SELECTED TEXT:
Thanks @linuxoid69! So that looks like it's the Consul agent token configuration. The allowed configuration for that changed a while back, so that reinforces what was described in https://github.com/hashicorp/nomad/issues/16616#issuecomment-1494368489.

tgross commented 4 months ago

Hi folks, just a quick update... I still don't have a reproduction for this issue. But by revisiting the code, I see a few places where it's possible to drop deregistrations and places where we could be ensuring data integrity between allocations and their service registrations.

Without a reliable reproduction that covers everyone's reports I can't guarantee that fixing the above problems will close out this issue for Nomad services forever. But these are at least plausibly involved. I'm going to work up a patch or patch series for these, and should have those up for review in the next few days assuming all goes well.

Thanks again everyone for your patience with this issue!

tgross commented 4 months ago

I've broken out the data integrity fixes to https://github.com/hashicorp/nomad/pull/20590, and I'll do the client-side work as a separate PR.

tgross commented 4 months ago

Client-side work is up in https://github.com/hashicorp/nomad/pull/20596

tgross commented 4 months ago

Ok folks, #20596 and #20590 have both been merged and will ship in the upcoming Nomad 1.8.0 (and supported backport versions). I'm going to close this issue.

"But I saw it again!"

TASK DIRECTIONS:
Carry on the Nomad issue thread about dropped service deregistrations, starting right after its last line. The listing that comes next has nothing to do with the Nomad issue thread.

DATA SUPPLIED:

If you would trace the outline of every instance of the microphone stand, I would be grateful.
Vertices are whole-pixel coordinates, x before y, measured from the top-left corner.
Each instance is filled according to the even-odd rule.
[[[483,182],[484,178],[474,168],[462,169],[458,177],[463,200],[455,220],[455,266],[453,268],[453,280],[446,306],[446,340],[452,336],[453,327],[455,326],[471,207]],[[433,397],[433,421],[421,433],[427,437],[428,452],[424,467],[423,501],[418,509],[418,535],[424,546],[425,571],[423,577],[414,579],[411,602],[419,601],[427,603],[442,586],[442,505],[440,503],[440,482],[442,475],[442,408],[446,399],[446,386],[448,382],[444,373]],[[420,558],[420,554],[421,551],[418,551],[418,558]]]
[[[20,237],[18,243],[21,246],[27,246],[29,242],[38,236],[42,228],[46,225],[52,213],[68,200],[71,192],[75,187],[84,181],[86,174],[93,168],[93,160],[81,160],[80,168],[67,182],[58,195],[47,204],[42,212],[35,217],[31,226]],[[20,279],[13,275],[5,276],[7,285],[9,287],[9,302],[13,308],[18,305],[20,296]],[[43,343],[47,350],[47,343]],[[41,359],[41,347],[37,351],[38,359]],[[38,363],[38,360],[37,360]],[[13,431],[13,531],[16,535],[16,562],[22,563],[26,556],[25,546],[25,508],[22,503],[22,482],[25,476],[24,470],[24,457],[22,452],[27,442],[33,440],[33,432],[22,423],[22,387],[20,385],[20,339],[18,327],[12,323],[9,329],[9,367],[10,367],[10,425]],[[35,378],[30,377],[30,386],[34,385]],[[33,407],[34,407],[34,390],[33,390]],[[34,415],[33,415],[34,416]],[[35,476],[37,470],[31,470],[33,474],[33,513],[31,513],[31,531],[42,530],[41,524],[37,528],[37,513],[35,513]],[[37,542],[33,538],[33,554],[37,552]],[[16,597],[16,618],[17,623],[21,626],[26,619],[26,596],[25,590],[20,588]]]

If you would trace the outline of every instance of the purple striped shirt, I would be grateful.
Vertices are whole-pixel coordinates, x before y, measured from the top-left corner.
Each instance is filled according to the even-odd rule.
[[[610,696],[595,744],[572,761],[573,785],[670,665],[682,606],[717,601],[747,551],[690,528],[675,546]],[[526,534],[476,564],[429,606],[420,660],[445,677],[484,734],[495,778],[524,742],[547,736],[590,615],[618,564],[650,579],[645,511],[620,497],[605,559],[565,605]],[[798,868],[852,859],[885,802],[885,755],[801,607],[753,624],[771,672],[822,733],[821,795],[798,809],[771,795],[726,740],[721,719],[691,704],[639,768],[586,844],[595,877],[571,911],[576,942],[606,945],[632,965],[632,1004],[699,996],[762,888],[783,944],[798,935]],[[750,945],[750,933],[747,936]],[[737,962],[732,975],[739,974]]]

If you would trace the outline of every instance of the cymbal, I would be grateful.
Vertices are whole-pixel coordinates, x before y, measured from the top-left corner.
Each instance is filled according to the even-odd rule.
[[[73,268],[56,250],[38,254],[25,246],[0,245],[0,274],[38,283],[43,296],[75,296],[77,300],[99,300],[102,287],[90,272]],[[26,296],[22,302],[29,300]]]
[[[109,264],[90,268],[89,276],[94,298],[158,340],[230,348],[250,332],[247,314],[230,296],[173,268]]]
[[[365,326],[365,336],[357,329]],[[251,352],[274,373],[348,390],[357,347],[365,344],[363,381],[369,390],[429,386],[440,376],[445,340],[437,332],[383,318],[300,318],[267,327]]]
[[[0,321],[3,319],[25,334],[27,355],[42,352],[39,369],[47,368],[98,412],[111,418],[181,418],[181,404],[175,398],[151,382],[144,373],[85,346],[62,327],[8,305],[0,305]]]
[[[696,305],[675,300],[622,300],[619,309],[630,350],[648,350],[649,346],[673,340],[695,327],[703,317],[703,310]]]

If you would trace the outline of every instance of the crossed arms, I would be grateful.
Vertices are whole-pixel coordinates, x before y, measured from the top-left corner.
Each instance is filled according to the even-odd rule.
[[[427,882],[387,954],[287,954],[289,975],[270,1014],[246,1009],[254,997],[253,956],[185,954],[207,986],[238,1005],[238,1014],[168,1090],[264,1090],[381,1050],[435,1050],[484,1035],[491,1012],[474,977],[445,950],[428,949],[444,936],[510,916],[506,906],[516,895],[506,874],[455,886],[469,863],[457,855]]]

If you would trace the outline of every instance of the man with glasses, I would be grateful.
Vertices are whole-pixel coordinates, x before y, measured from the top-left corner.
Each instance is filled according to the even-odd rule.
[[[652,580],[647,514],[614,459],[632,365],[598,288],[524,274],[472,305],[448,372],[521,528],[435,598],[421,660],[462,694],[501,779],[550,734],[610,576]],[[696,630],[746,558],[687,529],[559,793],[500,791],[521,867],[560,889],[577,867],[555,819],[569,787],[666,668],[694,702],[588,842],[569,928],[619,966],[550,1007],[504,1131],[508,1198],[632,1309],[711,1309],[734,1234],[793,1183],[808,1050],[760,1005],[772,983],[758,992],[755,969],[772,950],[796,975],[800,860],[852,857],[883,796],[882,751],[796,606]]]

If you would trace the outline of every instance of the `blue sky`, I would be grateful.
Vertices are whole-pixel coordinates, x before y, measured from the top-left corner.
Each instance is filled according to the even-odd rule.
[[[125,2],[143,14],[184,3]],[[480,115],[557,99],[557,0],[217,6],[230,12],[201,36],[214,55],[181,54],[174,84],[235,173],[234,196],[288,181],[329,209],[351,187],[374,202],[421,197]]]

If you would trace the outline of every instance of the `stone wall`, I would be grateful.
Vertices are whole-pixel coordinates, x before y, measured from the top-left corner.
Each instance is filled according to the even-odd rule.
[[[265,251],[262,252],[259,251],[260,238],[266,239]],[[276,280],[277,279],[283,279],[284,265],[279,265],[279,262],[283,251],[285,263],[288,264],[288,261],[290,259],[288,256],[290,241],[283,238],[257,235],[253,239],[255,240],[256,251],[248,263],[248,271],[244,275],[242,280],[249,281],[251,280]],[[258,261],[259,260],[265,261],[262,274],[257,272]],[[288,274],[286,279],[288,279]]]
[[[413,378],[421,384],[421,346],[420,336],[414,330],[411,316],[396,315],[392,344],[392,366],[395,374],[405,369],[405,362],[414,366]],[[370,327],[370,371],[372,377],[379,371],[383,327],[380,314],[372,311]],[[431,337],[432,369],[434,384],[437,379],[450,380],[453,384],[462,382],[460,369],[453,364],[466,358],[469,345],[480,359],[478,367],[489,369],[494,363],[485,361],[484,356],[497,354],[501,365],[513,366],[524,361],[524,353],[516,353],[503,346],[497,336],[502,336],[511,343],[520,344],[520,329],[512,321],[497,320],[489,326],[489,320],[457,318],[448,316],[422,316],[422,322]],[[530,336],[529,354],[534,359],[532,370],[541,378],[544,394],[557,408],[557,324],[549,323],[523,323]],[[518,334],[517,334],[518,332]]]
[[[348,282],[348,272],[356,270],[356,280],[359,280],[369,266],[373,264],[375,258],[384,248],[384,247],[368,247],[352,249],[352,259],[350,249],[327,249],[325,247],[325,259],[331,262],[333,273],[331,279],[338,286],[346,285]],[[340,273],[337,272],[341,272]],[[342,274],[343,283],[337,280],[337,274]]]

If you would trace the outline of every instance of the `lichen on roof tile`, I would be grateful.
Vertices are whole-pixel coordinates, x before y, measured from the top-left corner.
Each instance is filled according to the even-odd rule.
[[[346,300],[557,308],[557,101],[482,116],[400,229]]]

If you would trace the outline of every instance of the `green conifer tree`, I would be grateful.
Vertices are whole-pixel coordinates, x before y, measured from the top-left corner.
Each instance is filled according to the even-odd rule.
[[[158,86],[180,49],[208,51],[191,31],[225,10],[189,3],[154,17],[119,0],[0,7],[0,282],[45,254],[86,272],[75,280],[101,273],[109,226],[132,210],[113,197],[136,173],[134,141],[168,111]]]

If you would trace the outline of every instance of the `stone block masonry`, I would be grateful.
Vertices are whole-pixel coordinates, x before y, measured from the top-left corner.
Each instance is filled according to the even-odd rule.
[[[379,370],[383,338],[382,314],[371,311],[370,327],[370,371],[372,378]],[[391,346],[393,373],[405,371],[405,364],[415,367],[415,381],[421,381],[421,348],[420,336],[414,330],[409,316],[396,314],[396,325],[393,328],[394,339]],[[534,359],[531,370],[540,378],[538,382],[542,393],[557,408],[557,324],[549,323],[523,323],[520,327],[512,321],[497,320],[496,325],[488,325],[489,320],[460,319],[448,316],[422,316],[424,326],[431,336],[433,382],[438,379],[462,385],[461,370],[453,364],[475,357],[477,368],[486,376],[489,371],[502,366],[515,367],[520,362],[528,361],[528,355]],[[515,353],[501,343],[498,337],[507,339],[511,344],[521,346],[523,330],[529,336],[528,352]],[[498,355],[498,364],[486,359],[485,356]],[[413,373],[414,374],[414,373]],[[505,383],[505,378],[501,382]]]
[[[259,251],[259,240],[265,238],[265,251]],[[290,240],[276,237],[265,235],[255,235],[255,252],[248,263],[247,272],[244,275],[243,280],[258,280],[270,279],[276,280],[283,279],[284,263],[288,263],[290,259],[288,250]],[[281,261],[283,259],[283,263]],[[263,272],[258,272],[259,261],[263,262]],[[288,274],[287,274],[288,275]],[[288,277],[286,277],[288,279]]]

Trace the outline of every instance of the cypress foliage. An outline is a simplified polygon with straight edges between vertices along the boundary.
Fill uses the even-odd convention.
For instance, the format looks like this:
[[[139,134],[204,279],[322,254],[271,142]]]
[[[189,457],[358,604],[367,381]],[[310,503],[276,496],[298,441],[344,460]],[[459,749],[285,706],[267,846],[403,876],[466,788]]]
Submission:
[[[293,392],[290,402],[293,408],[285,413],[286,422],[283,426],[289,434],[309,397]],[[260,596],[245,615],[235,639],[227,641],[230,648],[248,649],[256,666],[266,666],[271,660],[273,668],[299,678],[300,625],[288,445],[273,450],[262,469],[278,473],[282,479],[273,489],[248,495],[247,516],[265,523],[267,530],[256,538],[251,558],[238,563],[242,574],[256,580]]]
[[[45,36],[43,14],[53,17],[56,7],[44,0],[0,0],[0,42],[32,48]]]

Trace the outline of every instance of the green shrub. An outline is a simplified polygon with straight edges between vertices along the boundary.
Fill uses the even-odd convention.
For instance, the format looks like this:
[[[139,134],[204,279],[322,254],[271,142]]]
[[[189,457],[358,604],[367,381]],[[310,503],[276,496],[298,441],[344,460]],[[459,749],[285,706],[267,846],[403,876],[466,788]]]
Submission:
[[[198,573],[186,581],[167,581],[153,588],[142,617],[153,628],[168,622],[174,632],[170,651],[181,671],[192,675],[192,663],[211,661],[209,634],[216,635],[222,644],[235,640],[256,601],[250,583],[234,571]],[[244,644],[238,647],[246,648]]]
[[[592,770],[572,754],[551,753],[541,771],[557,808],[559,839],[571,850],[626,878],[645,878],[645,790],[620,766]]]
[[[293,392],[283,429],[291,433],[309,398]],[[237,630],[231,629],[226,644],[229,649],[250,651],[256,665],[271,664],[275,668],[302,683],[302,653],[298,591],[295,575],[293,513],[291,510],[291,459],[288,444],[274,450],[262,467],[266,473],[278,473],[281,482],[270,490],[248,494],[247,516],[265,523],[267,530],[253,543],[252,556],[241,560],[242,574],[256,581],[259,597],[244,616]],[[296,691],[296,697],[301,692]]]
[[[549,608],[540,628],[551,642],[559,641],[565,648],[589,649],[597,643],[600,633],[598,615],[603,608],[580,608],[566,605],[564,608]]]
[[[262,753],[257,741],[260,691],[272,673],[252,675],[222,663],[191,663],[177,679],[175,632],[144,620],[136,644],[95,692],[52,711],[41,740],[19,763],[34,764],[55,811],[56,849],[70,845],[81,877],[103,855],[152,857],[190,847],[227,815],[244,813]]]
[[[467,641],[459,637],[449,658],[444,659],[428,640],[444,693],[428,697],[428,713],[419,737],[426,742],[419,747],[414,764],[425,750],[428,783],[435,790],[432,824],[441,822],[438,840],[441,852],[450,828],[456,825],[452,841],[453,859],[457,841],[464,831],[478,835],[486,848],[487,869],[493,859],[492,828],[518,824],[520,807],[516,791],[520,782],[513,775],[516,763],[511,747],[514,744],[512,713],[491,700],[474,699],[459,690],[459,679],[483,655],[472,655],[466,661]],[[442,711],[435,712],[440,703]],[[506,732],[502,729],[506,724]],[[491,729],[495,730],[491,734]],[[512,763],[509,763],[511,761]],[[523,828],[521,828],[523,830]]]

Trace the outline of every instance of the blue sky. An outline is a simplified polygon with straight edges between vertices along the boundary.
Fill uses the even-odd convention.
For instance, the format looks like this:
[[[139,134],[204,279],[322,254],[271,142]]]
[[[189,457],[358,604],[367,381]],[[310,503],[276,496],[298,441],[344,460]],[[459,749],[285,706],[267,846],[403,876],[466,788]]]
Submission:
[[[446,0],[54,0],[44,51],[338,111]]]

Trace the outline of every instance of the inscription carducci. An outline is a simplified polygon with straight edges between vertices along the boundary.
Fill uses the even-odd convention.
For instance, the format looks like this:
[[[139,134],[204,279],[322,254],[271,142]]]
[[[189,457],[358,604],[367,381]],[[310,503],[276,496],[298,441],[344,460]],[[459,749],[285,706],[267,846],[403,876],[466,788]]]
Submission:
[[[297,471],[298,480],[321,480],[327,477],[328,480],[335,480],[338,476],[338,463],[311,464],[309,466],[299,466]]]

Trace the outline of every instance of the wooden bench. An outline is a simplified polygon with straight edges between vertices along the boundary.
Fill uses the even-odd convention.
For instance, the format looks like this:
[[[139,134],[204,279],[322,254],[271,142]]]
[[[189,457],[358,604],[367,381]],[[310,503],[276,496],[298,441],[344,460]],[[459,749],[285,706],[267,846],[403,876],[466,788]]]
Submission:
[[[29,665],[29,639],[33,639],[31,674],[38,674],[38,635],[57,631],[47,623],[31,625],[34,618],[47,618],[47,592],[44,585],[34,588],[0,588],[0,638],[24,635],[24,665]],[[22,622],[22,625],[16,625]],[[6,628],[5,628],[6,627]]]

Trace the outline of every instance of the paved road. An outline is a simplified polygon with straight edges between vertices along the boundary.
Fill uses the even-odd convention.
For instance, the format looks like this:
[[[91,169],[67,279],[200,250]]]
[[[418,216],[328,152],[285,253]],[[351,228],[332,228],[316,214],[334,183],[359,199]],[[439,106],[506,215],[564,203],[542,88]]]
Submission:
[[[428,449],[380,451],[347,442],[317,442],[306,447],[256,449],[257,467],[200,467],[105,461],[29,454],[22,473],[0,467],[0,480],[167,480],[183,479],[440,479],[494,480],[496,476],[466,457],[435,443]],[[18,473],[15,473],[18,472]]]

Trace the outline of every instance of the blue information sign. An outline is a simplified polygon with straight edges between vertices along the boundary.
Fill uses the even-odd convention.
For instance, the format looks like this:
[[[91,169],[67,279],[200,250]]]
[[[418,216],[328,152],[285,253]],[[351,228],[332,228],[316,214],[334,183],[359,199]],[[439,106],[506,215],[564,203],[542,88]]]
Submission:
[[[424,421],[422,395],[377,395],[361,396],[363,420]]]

RESPONSE:
If you see services left behind after an allocation has stopped from Nomad 1.8.0 or beyond, please let us know. We may move reports to a new issue in order to properly triage. Make sure to include the following:

natemollica-nm commented 3 months ago

@tgross Looks like we have indication of this again in Nomad v1.8.1

Will work to get a working reproduction on the side to deliver if needed just let me know in Slack. Wanted to post here to keep track.

ngcmac commented 3 months ago

Hi @tgross ,

We also still have this issue in our CI environment (1 server nomad + consul + vault + 3 clients). We start to observe an increase on this after we enabled WI for Consul.

Thanks

tgross commented 2 months ago

@ngcmac I'm going to continue the investigation for the case where we're getting "ACL not found" with Workload Identities in https://github.com/hashicorp/nomad/issues/23494. @natemollica-nm is going to do some follow-up on his report and we may or may not adjust #23494 to cover that case as well depending on the outcome.